§ **WHAT THE TASK ASKS**
Could you express the material below as a Markdown table with the columns Row and Line, giving each line its number and leaving out blank lines?

§ **EXTRACTED DATA**
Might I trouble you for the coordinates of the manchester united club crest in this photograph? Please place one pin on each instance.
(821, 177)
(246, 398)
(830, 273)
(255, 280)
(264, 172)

§ **PROBLEM SOLUTION**
| Row | Line |
|---|---|
| 1 | Might I trouble you for the coordinates of the manchester united club crest in this photograph? Please place one pin on each instance. |
| 2 | (821, 177) |
| 3 | (246, 398) |
| 4 | (830, 273) |
| 5 | (255, 280) |
| 6 | (264, 172) |